Region labeling entries
--*--

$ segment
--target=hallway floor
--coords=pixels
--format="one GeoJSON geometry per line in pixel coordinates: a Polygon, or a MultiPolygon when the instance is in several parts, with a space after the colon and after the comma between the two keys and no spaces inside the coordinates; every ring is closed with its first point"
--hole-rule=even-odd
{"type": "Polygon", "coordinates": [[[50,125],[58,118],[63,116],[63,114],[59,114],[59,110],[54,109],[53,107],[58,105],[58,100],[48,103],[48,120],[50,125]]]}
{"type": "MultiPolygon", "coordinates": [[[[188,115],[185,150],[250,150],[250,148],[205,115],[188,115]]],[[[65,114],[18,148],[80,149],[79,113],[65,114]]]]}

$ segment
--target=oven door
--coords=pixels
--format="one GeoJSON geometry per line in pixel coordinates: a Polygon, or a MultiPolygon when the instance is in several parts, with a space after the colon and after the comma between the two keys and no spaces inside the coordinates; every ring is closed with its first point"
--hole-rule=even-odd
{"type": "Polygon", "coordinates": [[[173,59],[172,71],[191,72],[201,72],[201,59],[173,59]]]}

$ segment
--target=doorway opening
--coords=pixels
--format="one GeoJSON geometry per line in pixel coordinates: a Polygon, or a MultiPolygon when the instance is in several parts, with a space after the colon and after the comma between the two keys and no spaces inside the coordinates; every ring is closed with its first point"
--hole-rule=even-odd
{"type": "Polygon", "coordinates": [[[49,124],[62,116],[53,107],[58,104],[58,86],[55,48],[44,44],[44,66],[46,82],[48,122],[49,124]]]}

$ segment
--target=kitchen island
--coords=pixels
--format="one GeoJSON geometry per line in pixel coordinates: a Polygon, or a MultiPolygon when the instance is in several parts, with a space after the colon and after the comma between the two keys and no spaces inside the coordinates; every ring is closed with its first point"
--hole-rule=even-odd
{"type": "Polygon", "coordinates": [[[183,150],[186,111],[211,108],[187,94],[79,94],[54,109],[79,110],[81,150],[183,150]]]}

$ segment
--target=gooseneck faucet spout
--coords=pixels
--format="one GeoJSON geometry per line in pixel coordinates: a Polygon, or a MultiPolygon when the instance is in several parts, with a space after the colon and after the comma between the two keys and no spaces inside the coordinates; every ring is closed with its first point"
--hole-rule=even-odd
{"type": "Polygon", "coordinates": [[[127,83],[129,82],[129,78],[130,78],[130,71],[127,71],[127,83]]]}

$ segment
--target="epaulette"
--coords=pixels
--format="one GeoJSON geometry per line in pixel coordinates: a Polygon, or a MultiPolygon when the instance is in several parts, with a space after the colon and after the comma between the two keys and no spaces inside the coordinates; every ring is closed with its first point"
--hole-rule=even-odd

--*--

> [Stated problem]: Report each line of the listing above that contains the string "target", copying every such line in full.

> [Exercise solution]:
--target=hallway floor
--target=oven door
--target=doorway opening
--target=kitchen island
--target=gooseneck faucet spout
--target="epaulette"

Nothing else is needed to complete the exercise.